- _Exercise brief_: All lines from the one containing "Keypoint placement: for each instance of the oven" through the end of the data below must be reproduced exactly, and no others.

Items from a data source:
===
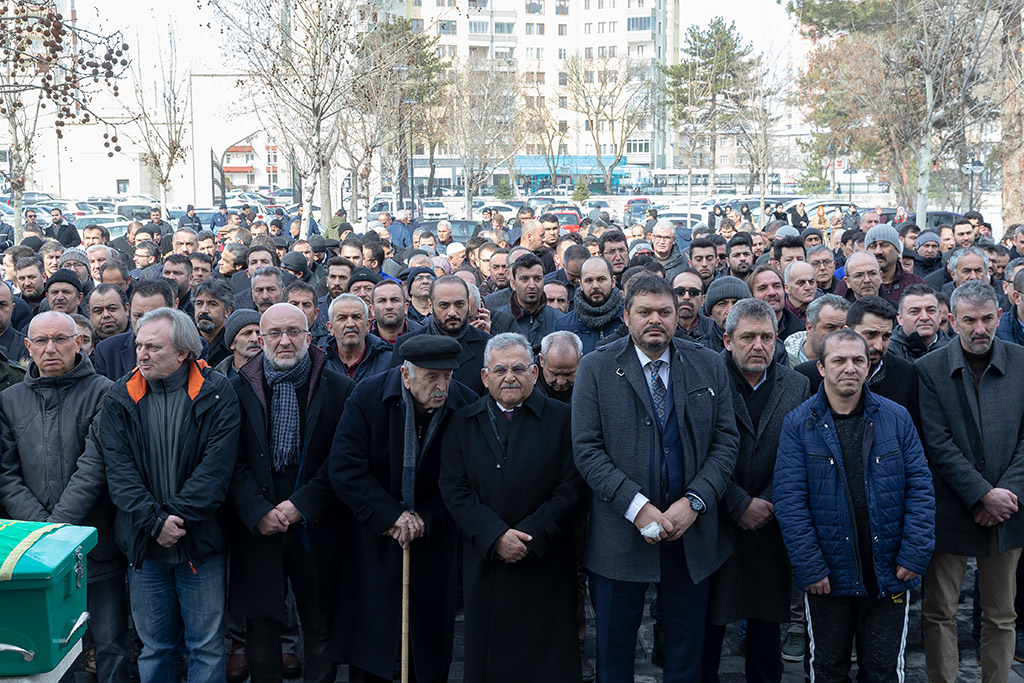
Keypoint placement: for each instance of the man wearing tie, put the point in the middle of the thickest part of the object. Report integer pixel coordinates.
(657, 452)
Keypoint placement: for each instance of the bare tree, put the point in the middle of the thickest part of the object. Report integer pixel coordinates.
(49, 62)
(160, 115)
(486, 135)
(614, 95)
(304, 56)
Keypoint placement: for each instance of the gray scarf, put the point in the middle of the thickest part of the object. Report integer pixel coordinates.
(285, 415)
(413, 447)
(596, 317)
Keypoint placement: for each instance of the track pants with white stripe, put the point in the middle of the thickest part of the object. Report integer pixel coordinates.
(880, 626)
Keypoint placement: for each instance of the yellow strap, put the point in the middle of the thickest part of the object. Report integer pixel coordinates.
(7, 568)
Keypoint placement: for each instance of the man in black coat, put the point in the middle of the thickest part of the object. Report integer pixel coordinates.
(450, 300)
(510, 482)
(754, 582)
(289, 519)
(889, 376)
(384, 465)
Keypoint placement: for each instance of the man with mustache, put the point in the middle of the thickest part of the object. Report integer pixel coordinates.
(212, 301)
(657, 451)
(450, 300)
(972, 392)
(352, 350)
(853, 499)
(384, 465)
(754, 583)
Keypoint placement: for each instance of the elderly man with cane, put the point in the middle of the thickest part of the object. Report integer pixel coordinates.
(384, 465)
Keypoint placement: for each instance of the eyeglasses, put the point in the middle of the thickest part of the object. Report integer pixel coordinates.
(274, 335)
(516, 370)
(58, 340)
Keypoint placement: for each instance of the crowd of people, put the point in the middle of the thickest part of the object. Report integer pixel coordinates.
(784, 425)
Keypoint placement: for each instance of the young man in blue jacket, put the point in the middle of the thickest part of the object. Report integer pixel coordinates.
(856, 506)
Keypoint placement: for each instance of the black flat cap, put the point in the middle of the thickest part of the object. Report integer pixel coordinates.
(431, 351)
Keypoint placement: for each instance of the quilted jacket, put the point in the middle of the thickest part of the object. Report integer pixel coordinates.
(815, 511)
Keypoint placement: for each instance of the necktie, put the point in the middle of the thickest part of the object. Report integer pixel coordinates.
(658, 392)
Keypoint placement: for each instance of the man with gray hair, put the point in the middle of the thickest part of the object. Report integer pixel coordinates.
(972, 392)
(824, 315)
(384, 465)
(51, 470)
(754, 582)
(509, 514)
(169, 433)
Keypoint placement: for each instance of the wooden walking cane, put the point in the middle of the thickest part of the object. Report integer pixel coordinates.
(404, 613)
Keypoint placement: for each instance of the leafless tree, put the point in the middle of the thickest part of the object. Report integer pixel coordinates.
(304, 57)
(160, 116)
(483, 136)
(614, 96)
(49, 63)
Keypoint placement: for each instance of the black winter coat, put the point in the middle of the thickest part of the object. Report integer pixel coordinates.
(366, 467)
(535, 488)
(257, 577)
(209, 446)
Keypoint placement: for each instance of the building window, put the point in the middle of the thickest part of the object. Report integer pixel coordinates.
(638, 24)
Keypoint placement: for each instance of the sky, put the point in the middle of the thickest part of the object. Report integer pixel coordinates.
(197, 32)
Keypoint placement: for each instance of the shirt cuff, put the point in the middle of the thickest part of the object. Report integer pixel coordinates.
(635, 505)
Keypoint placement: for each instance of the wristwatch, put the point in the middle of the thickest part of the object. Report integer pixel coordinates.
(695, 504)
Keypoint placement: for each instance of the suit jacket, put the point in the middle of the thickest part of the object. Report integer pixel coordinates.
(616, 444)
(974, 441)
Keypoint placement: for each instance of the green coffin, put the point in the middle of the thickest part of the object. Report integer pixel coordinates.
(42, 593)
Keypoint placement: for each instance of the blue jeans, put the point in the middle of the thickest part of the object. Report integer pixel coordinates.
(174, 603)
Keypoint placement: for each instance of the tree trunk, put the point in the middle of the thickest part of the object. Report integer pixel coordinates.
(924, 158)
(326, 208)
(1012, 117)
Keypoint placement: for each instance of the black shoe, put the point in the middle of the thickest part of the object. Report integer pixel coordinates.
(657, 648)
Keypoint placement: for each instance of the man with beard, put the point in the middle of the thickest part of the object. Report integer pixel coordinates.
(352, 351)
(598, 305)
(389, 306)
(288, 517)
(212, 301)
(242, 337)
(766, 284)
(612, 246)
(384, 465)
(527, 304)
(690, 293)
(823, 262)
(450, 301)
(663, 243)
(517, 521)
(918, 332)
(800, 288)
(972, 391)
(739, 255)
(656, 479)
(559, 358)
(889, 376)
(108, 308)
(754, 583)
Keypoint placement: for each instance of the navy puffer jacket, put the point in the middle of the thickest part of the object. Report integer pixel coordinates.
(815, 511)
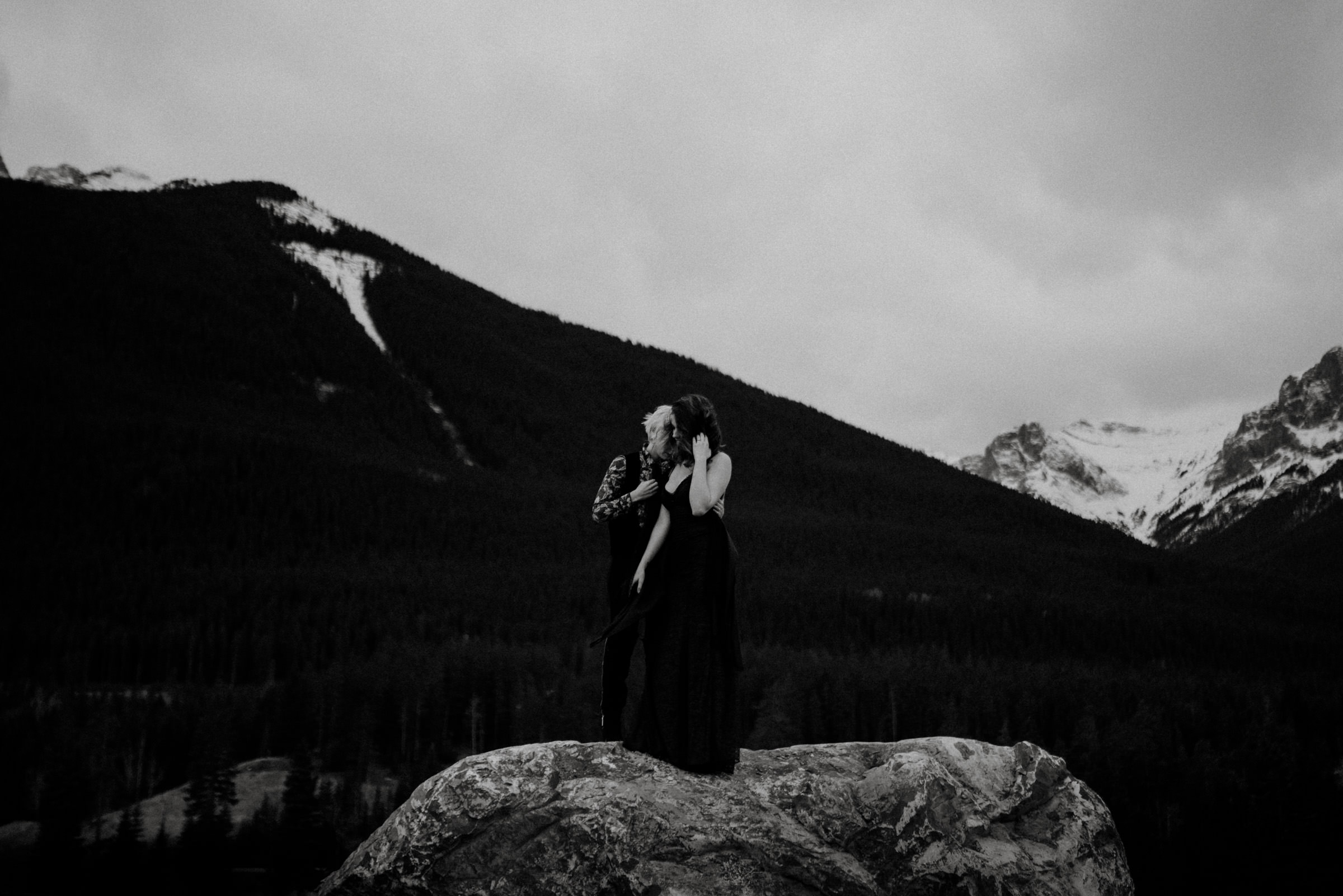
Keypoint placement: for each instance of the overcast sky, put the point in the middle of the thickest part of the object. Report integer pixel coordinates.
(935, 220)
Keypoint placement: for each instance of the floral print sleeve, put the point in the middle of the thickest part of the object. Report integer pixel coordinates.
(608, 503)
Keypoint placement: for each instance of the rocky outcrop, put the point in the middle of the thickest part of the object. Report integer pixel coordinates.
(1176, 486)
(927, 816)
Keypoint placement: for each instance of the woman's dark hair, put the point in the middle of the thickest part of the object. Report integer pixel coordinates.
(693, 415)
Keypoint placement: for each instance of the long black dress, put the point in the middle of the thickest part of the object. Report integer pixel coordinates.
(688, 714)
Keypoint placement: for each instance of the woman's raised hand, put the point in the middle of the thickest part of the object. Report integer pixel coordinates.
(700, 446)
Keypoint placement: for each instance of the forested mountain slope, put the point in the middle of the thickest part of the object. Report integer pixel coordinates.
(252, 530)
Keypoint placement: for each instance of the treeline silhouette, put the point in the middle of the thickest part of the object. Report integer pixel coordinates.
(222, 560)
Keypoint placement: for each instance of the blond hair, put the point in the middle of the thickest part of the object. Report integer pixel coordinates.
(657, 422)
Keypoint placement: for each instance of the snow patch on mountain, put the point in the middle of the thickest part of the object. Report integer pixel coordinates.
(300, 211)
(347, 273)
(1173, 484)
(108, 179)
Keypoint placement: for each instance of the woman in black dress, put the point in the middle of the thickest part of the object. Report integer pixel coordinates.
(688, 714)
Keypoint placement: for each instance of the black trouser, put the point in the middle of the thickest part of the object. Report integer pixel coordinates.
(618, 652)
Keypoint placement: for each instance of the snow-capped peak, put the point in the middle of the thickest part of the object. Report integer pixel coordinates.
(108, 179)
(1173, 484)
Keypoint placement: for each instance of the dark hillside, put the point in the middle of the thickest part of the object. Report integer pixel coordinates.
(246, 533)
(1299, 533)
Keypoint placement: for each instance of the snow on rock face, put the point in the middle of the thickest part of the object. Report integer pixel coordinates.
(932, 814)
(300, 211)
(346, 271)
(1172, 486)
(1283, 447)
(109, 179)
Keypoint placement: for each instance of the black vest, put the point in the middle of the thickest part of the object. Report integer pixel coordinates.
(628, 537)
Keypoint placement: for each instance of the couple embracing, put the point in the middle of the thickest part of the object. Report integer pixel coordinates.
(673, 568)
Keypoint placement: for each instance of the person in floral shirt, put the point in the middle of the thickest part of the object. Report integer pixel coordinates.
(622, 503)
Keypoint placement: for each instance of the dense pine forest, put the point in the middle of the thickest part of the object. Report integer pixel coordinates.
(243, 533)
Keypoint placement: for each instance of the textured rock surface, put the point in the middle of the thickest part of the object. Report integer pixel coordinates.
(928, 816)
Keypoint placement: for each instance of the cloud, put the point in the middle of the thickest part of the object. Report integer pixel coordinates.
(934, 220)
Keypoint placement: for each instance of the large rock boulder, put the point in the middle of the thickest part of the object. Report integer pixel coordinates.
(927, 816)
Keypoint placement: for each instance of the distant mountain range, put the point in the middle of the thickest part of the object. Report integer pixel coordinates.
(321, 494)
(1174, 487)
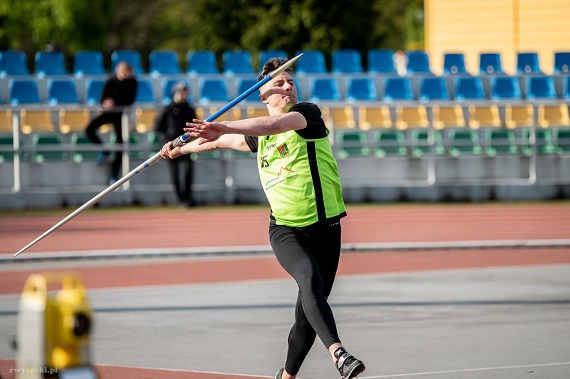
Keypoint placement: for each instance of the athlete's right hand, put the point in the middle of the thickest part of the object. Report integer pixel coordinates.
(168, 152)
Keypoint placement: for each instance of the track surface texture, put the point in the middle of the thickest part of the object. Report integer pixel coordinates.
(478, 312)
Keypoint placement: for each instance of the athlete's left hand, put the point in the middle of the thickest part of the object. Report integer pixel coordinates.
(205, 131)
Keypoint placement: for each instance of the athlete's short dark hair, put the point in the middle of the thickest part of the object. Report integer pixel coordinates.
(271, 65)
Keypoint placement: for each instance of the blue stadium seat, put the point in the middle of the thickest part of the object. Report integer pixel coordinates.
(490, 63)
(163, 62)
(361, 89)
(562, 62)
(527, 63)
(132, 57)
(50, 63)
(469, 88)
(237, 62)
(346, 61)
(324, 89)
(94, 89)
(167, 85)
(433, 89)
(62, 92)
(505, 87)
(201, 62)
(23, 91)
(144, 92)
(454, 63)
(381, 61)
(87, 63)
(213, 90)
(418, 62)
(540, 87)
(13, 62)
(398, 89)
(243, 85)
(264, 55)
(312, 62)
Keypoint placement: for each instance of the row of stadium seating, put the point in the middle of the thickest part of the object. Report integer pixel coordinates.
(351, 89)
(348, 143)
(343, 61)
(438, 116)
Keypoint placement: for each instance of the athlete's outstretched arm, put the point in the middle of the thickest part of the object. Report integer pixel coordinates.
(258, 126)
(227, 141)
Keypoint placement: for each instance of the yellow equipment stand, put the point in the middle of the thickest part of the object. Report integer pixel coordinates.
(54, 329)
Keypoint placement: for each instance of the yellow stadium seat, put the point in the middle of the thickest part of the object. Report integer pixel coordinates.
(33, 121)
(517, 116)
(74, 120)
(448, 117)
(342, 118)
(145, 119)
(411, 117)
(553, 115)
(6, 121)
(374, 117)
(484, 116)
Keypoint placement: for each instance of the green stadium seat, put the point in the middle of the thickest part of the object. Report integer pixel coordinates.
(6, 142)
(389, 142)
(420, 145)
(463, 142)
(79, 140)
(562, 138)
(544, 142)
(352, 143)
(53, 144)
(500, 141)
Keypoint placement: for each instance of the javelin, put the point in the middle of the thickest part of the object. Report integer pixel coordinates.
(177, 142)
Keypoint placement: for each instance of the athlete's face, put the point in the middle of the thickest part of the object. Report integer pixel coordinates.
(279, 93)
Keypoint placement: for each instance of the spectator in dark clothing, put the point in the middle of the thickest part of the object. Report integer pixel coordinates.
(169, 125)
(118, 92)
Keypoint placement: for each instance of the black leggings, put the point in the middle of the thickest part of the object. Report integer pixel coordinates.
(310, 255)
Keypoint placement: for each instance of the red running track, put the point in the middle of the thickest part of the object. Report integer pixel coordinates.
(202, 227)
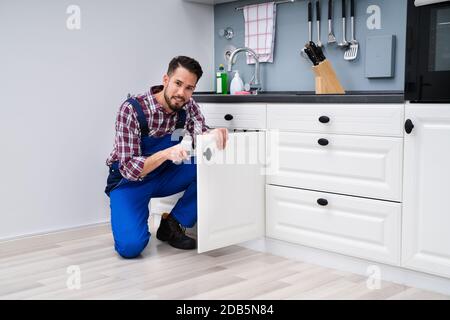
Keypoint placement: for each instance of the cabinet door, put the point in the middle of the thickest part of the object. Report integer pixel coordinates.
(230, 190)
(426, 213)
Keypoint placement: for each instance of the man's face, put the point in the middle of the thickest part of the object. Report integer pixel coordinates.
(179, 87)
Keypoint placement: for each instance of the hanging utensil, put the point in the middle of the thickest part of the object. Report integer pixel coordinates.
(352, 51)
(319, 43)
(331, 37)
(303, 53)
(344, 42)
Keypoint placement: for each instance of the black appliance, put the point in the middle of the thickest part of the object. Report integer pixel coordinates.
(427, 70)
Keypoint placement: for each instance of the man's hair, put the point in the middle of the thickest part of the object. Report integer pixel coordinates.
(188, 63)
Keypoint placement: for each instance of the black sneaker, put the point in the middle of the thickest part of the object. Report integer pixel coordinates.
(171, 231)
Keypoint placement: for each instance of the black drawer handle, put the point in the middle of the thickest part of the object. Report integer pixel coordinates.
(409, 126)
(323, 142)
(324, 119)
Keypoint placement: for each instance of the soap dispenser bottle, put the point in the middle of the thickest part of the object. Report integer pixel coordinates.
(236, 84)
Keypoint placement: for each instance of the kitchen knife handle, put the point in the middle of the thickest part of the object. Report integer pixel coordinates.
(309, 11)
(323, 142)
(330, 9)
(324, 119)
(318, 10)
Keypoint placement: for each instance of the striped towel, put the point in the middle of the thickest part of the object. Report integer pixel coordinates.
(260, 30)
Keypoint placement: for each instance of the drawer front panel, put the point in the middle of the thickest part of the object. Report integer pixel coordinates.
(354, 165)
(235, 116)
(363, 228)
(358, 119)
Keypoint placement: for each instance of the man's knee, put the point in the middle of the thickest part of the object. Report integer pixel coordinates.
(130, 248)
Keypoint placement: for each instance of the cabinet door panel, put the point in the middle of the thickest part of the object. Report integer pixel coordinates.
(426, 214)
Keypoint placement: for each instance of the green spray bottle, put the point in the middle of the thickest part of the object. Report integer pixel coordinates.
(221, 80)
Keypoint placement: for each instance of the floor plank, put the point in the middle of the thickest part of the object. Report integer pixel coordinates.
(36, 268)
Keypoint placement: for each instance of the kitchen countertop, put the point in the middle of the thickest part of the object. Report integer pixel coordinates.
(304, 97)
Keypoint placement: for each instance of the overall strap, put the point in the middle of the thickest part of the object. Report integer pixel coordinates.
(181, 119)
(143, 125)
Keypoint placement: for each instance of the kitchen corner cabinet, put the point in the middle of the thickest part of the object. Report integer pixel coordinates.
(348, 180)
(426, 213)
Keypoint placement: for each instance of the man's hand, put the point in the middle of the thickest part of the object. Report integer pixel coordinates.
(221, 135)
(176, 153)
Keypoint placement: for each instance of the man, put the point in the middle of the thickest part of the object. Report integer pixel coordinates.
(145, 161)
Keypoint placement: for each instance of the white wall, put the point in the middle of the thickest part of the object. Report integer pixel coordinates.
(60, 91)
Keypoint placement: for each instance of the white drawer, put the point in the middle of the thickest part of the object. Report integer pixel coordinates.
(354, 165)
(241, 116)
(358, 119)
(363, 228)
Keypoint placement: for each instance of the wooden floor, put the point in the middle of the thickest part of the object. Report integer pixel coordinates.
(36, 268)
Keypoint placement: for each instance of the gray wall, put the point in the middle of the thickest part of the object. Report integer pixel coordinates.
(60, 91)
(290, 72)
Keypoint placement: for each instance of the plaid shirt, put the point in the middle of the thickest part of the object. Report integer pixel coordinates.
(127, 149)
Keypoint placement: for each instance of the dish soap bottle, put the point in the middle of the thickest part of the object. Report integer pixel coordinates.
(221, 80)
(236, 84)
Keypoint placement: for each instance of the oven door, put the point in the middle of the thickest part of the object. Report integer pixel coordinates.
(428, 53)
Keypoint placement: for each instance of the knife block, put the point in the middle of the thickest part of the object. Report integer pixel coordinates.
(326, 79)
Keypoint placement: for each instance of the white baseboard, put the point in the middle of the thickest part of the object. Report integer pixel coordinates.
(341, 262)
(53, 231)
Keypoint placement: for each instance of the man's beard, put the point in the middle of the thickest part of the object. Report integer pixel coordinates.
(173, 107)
===
- _Solution_:
Keypoint placement: for each instance of the oven door, put the point in the middle of the thickest part of the object. Report integer pixel coordinates.
(428, 53)
Keypoint placement: for each instance of the knife block, put the point in the middle of the thickest part of the object. Report integer pixel coordinates.
(326, 79)
Keypoint placement: for each instance of the white baseboard, put the point in the middle of the thickest part of the object. Report integer pixel coordinates.
(341, 262)
(53, 231)
Keypoint placement: for each instance of the man's beard, put the point in the middle of the thickest part of the object. Report integer pixel coordinates.
(173, 107)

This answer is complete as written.